• YOUR GOAL:
Leave out the pictures and retype all the entries below exactly.

• DATA:
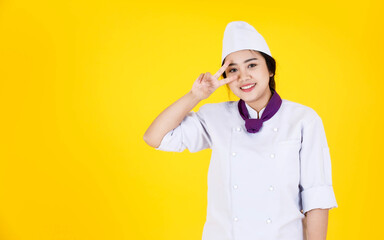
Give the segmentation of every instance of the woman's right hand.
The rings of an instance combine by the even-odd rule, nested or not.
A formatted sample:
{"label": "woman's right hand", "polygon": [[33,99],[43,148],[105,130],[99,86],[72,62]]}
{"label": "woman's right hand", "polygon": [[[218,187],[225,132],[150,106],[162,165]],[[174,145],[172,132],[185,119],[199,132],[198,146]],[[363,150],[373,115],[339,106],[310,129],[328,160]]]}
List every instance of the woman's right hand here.
{"label": "woman's right hand", "polygon": [[229,62],[226,62],[213,76],[209,72],[200,74],[200,76],[193,83],[192,94],[200,100],[203,100],[208,98],[220,86],[235,80],[236,76],[227,77],[220,81],[218,80],[225,69],[227,69],[228,65]]}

• RESULT OF THE TASK:
Give the segmentation of every instance of the woman's right hand.
The rings of an instance combine by the even-odd rule, nested or not.
A formatted sample:
{"label": "woman's right hand", "polygon": [[33,99],[43,148],[105,130],[99,86],[72,62]]}
{"label": "woman's right hand", "polygon": [[[218,187],[225,132],[150,106],[162,165]],[[174,145],[172,132],[185,119],[199,132],[198,146]],[[363,150],[373,115],[339,106],[310,129],[328,160]]]}
List every instance of the woman's right hand here.
{"label": "woman's right hand", "polygon": [[229,62],[226,62],[213,76],[209,72],[200,74],[200,76],[193,83],[192,94],[200,100],[203,100],[208,98],[220,86],[235,80],[236,76],[227,77],[220,81],[218,80],[225,69],[227,69],[228,65]]}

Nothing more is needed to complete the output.